* begin Raw data *
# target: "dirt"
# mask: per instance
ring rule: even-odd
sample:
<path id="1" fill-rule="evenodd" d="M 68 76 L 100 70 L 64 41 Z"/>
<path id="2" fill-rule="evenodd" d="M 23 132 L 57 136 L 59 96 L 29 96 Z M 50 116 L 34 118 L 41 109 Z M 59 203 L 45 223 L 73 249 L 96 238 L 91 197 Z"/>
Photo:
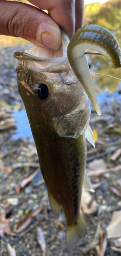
* end Raw data *
The task: Put every line of the rows above into a numbered list, skipping blank lines. Leave the pictures out of your answer.

Completed exercise:
1. # target: "dirt"
2. # mask: per instance
3. ring rule: even-odd
4. sample:
5. <path id="1" fill-rule="evenodd" d="M 68 76 L 100 70 L 64 41 Z"/>
6. <path id="2" fill-rule="evenodd" d="M 23 132 L 57 136 L 59 96 L 29 96 Z M 50 116 L 34 118 L 41 109 Z M 59 203 L 45 223 L 73 249 L 96 238 L 91 197 Z"/>
7. Photo:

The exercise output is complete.